SOURCE EXTRACT:
※ ※ ※

The share market was poised to end the week on a high note after upbeat retail sales news helped soothe concerns about the pace of the recovery.
The S&P/ASX 200 regained the 6000 level for the first time in more than a week, rising 66 points or 1.1 per cent to 6002 by mid-session. The index fell as low as 5720 earlier this week after the US Federal Reserve warned the recovery from pandemic lockdowns will be long and hard.
A finish around these levels would deliver a weekly return of roughly 145 points or 2.5 per cent. The market staged its biggest rally in ten weeks on Tuesday, rising 3.9 per cent after the Fed announced fresh support for financial markets.

※ ※ ※

Source data:
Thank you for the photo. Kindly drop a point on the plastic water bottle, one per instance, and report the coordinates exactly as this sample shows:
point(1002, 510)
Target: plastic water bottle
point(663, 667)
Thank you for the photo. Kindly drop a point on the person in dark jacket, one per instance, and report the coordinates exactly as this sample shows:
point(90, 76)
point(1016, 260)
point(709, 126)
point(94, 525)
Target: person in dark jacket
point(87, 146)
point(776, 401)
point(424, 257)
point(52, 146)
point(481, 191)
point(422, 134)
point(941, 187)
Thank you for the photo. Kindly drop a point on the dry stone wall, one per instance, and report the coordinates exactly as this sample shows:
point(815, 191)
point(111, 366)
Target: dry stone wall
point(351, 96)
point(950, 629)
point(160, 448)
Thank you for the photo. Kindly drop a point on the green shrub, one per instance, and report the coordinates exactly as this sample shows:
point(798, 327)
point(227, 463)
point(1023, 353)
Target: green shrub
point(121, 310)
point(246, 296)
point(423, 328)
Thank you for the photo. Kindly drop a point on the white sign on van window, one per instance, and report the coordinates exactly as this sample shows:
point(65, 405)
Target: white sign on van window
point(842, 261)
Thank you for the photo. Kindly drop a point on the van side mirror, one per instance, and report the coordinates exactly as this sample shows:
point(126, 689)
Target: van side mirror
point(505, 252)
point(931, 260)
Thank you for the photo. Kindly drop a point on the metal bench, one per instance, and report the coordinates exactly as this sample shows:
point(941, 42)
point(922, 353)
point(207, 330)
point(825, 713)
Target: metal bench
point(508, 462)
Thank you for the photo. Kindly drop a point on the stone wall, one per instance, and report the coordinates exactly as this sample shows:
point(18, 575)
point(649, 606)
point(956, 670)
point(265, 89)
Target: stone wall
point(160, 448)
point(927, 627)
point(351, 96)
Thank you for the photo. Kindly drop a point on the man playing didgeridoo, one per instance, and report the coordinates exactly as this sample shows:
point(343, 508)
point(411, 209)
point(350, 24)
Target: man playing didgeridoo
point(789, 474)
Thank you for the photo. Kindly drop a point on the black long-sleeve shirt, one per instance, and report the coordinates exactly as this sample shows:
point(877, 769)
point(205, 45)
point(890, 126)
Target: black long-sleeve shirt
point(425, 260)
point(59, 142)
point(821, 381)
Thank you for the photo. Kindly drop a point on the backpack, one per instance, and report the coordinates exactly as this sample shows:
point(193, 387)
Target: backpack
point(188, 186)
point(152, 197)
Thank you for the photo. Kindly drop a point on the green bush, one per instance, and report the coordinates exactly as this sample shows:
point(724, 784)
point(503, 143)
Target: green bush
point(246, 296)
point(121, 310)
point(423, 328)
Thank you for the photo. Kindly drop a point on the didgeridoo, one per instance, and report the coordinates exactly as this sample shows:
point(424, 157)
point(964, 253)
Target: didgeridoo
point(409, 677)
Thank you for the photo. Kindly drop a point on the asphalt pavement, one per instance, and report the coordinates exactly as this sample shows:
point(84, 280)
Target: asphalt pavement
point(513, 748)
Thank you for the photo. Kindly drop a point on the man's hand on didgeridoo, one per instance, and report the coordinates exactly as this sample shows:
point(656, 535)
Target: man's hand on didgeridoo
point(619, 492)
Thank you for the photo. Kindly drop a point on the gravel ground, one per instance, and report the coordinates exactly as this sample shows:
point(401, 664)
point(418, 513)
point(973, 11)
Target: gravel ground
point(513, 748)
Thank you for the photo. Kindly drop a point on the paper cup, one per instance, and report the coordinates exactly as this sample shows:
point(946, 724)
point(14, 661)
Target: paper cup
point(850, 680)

※ ※ ※

ABOUT THIS EXERCISE:
In the share market report, what was the lowest level the S&P/ASX 200 reached earlier in the week?

OUTPUT BELOW:
5720